* **Texto seleccionado**
*****

Hitler acoge cariñosamente al filonazi exrey Eduardo VIII y su esposa.

La reina Ana era muy fértil, 19 veces se quedó embarazada, 19 veces parió, pero solo tres de las criaturas vivieron más de un día, aunque menos de un año. Se ve que la cantidad perjudicaba la calidad. Ana era la última de los Estuardo, una dinastía británica aunque no inglesa, pues era escocesa –el padre de Ana se titulaba Jacobo II de Inglaterra y VII de Escocia–. Otra peculiaridad de los Estuardo era su catolicismo, más o menos disimulado en un país que era mayoritariamente protestante. La familia no pudo reinar tranquilamente, a Carlos I le cortaron la cabeza y a su hijo Jacobo II lo destronaron.

*****

* **Tus tareas**
[a] Según el texto sobre los Estuardo, ¿cuántas veces se quedó embarazada la reina Ana?
[b] Enumera todas las personas que el texto sobre los Estuardo menciona por su nombre.
[c] Imprime el pasaje del texto sobre los Estuardo que empieza en "La reina Ana" y termina en "II lo destronaron.".
Las filas no tienen nada que ver con el texto.

*****

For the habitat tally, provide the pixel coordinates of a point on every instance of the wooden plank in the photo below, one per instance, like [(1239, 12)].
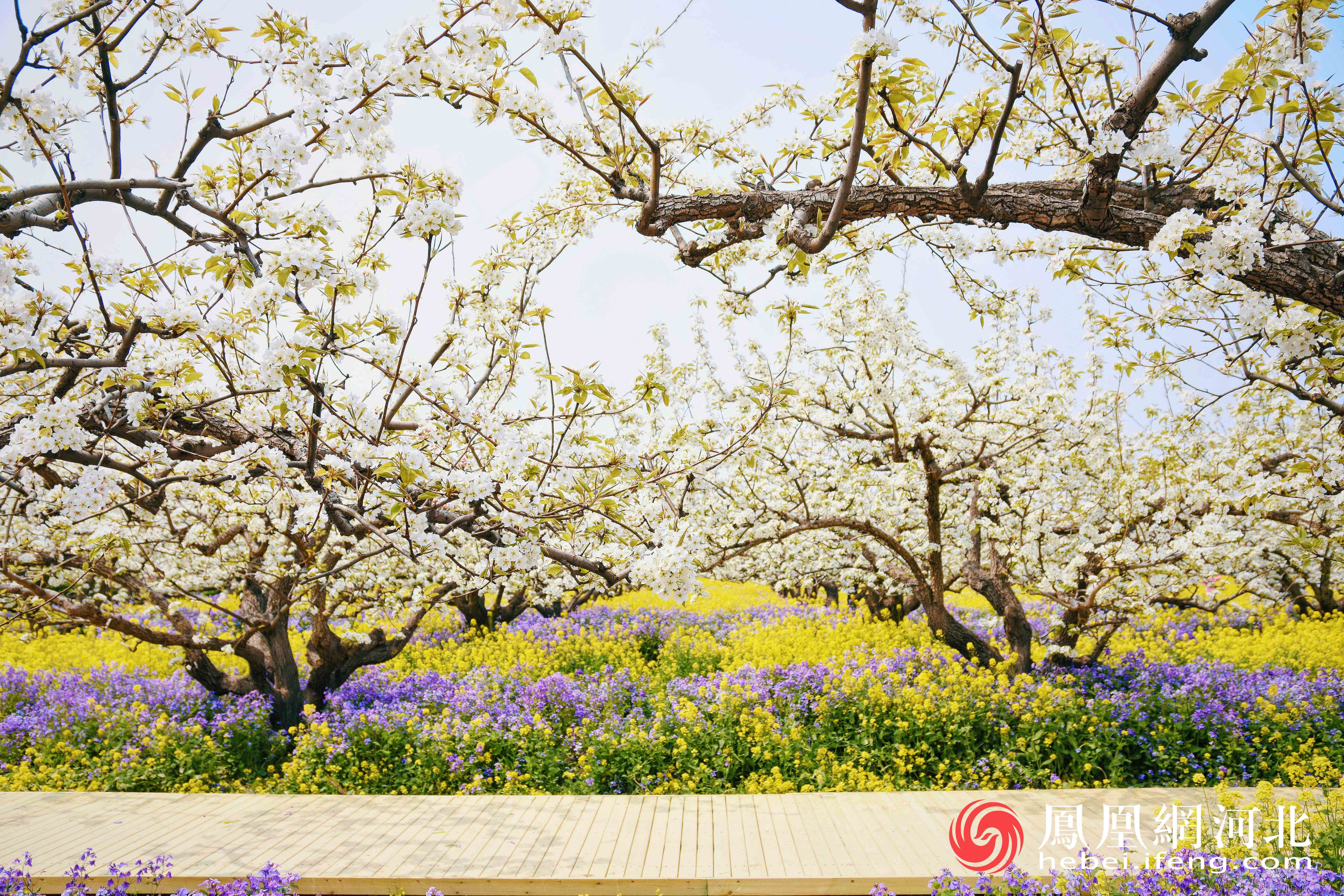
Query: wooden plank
[(636, 846), (623, 855), (658, 838), (720, 824), (161, 831), (424, 821), (393, 817), (523, 863), (611, 827), (773, 858), (103, 825), (511, 836), (569, 829), (790, 854), (575, 848), (704, 838), (673, 839), (451, 834), (483, 836)]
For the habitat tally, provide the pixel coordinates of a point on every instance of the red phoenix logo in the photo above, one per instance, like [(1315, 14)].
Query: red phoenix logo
[(986, 838)]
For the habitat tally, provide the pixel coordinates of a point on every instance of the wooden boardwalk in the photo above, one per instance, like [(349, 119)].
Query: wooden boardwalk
[(791, 844)]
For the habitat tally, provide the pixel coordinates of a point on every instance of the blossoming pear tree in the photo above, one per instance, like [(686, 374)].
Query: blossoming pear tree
[(218, 432), (902, 475), (1197, 191)]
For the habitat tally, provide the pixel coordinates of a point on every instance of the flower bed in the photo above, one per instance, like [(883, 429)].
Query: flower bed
[(627, 699)]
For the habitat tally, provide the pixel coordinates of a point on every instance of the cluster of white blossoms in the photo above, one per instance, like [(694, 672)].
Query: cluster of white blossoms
[(97, 489), (429, 218), (670, 569), (878, 42), (48, 429)]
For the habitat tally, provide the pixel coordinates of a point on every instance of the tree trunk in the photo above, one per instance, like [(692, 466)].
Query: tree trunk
[(956, 636), (995, 588)]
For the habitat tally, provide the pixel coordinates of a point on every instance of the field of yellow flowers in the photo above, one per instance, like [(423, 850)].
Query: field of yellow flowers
[(740, 691)]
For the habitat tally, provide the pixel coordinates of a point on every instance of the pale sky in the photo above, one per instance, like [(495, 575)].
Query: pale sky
[(610, 291)]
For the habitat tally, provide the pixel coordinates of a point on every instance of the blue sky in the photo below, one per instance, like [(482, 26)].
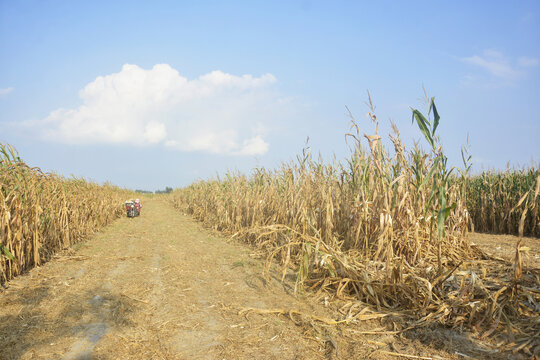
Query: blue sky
[(154, 94)]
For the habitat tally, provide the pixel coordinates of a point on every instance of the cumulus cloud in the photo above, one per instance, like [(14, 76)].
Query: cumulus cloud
[(216, 113), (498, 65), (5, 91)]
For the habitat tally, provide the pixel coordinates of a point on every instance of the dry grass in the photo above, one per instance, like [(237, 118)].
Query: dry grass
[(385, 228), (42, 213)]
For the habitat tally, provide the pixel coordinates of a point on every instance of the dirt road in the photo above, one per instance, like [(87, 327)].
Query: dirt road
[(161, 287)]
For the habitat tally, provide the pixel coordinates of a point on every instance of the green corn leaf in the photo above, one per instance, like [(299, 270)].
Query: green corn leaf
[(436, 116), (423, 124), (441, 218), (8, 253)]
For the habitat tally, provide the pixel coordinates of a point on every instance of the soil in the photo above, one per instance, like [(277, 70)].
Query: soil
[(160, 286)]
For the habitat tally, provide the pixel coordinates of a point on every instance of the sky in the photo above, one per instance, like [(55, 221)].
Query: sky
[(163, 93)]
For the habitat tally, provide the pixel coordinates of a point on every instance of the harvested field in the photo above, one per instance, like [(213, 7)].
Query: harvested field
[(161, 287)]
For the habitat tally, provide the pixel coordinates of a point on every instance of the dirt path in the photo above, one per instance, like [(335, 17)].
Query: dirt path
[(161, 287), (504, 247)]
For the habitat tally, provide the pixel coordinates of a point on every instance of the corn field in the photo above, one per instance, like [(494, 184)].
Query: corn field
[(505, 202), (43, 213), (387, 228)]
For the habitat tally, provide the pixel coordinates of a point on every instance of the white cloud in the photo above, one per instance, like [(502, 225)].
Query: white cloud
[(217, 113), (493, 62), (525, 61), (499, 65), (5, 91)]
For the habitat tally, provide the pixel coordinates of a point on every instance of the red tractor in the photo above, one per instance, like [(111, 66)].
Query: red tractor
[(133, 208)]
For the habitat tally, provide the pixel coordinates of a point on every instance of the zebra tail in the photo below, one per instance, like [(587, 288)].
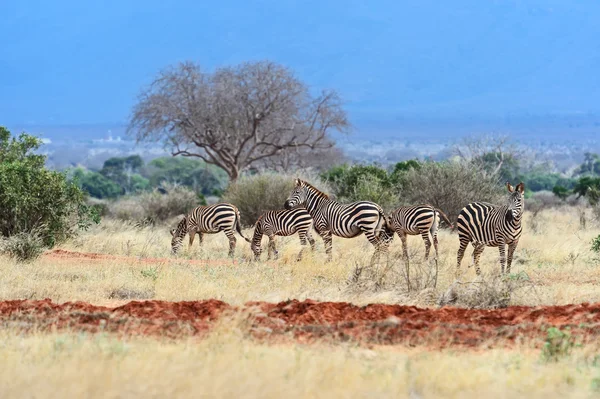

*****

* **Resultados por tarea**
[a] 19 veces.

[b] Hitler, Eduardo VIII, Ana, Jacobo II y Carlos I.

[c]
La reina Ana era muy fértil, 19 veces se quedó embarazada, 19 veces parió, pero solo tres de las criaturas vivieron más de un día, aunque menos de un año. Se ve que la cantidad perjudicaba la calidad. Ana era la última de los Estuardo, una dinastía británica aunque no inglesa, pues era escocesa –el padre de Ana se titulaba Jacobo II de Inglaterra y VII de Escocia–. Otra peculiaridad de los Estuardo era su catolicismo, más o menos disimulado en un país que era mayoritariamente protestante. La familia no pudo reinar tranquilamente, a Carlos I le cortaron la cabeza y a su hijo Jacobo II lo destronaron.